What this task involves:
Review the material line by line. Identify and copy every line that contains the string "roof".

++++++++++++++++++++

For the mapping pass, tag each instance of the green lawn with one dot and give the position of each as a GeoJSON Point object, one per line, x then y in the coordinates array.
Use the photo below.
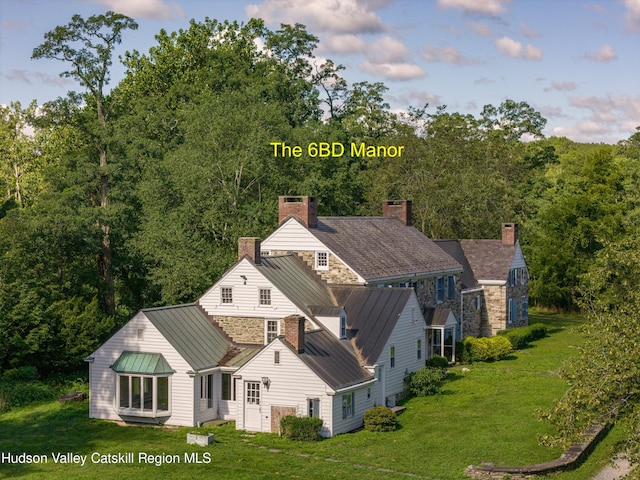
{"type": "Point", "coordinates": [486, 414]}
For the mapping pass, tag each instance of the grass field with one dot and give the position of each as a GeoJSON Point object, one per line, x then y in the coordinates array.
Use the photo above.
{"type": "Point", "coordinates": [486, 414]}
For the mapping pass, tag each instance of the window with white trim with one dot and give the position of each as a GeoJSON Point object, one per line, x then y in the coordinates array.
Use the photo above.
{"type": "Point", "coordinates": [143, 395]}
{"type": "Point", "coordinates": [228, 387]}
{"type": "Point", "coordinates": [206, 392]}
{"type": "Point", "coordinates": [265, 296]}
{"type": "Point", "coordinates": [271, 330]}
{"type": "Point", "coordinates": [451, 287]}
{"type": "Point", "coordinates": [439, 289]}
{"type": "Point", "coordinates": [348, 405]}
{"type": "Point", "coordinates": [313, 406]}
{"type": "Point", "coordinates": [226, 295]}
{"type": "Point", "coordinates": [322, 260]}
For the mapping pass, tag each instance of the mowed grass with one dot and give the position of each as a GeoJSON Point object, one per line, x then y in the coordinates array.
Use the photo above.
{"type": "Point", "coordinates": [486, 414]}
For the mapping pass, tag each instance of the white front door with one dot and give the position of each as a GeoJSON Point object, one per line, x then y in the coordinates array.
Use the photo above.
{"type": "Point", "coordinates": [252, 420]}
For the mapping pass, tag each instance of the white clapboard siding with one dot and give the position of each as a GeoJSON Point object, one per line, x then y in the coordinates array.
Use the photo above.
{"type": "Point", "coordinates": [364, 400]}
{"type": "Point", "coordinates": [103, 379]}
{"type": "Point", "coordinates": [292, 383]}
{"type": "Point", "coordinates": [292, 236]}
{"type": "Point", "coordinates": [246, 295]}
{"type": "Point", "coordinates": [518, 258]}
{"type": "Point", "coordinates": [409, 328]}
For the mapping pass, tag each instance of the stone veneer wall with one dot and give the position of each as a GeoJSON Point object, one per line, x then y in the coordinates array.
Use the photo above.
{"type": "Point", "coordinates": [242, 329]}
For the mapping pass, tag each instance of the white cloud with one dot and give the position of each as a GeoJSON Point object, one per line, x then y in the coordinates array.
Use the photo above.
{"type": "Point", "coordinates": [393, 71]}
{"type": "Point", "coordinates": [633, 15]}
{"type": "Point", "coordinates": [514, 49]}
{"type": "Point", "coordinates": [446, 55]}
{"type": "Point", "coordinates": [561, 86]}
{"type": "Point", "coordinates": [605, 54]}
{"type": "Point", "coordinates": [154, 9]}
{"type": "Point", "coordinates": [480, 29]}
{"type": "Point", "coordinates": [347, 44]}
{"type": "Point", "coordinates": [388, 50]}
{"type": "Point", "coordinates": [483, 7]}
{"type": "Point", "coordinates": [336, 16]}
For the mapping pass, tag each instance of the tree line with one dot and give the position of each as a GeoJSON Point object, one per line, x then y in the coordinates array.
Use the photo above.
{"type": "Point", "coordinates": [112, 202]}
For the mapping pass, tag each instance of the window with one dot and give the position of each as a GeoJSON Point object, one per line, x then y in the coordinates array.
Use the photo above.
{"type": "Point", "coordinates": [451, 287]}
{"type": "Point", "coordinates": [271, 331]}
{"type": "Point", "coordinates": [513, 310]}
{"type": "Point", "coordinates": [226, 295]}
{"type": "Point", "coordinates": [206, 392]}
{"type": "Point", "coordinates": [439, 289]}
{"type": "Point", "coordinates": [313, 405]}
{"type": "Point", "coordinates": [348, 405]}
{"type": "Point", "coordinates": [265, 296]}
{"type": "Point", "coordinates": [228, 387]}
{"type": "Point", "coordinates": [322, 260]}
{"type": "Point", "coordinates": [253, 393]}
{"type": "Point", "coordinates": [143, 395]}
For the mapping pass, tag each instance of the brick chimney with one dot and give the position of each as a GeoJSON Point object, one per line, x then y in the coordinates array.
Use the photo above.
{"type": "Point", "coordinates": [304, 208]}
{"type": "Point", "coordinates": [509, 233]}
{"type": "Point", "coordinates": [401, 209]}
{"type": "Point", "coordinates": [249, 247]}
{"type": "Point", "coordinates": [294, 332]}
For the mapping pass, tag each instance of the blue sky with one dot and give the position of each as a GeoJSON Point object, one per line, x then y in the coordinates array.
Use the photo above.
{"type": "Point", "coordinates": [577, 62]}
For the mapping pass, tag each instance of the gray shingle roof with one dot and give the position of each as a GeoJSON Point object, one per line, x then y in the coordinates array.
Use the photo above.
{"type": "Point", "coordinates": [382, 247]}
{"type": "Point", "coordinates": [300, 284]}
{"type": "Point", "coordinates": [334, 362]}
{"type": "Point", "coordinates": [489, 259]}
{"type": "Point", "coordinates": [372, 314]}
{"type": "Point", "coordinates": [453, 248]}
{"type": "Point", "coordinates": [188, 329]}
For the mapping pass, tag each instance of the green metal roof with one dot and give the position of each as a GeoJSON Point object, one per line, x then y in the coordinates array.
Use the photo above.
{"type": "Point", "coordinates": [191, 333]}
{"type": "Point", "coordinates": [138, 362]}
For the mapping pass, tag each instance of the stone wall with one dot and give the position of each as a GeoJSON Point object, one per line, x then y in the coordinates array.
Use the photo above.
{"type": "Point", "coordinates": [242, 329]}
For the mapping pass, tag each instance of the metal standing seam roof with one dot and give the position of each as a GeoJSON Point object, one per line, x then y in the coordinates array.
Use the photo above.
{"type": "Point", "coordinates": [382, 247]}
{"type": "Point", "coordinates": [372, 314]}
{"type": "Point", "coordinates": [190, 332]}
{"type": "Point", "coordinates": [289, 274]}
{"type": "Point", "coordinates": [145, 363]}
{"type": "Point", "coordinates": [331, 360]}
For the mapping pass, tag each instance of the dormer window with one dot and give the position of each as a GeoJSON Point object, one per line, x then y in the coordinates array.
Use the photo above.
{"type": "Point", "coordinates": [322, 260]}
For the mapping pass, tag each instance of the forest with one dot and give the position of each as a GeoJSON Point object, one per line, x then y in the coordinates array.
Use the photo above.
{"type": "Point", "coordinates": [120, 200]}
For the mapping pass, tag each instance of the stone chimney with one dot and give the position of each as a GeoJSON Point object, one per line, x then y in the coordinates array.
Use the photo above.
{"type": "Point", "coordinates": [401, 209]}
{"type": "Point", "coordinates": [249, 247]}
{"type": "Point", "coordinates": [303, 208]}
{"type": "Point", "coordinates": [294, 332]}
{"type": "Point", "coordinates": [509, 233]}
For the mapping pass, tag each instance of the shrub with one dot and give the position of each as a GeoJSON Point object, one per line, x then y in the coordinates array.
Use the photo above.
{"type": "Point", "coordinates": [426, 381]}
{"type": "Point", "coordinates": [380, 419]}
{"type": "Point", "coordinates": [487, 349]}
{"type": "Point", "coordinates": [306, 429]}
{"type": "Point", "coordinates": [22, 374]}
{"type": "Point", "coordinates": [438, 362]}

++++++++++++++++++++

Response to the exercise:
For the mapping pass, tag each instance of the gray shingle roof with one dot and give the position of each as a GeoJSON Point object, one per line, x then y in the coordinates array.
For the mapping pass, tag each instance of the green metal roof with one dot and give the position of each as a GeoJSON Point object, one per line, x then y in the coordinates array.
For the mapping pass, tag each instance of the metal standing seam roof with one dot and give the position of each as a GeoJSON Point object, one per line, x then y in the coordinates array.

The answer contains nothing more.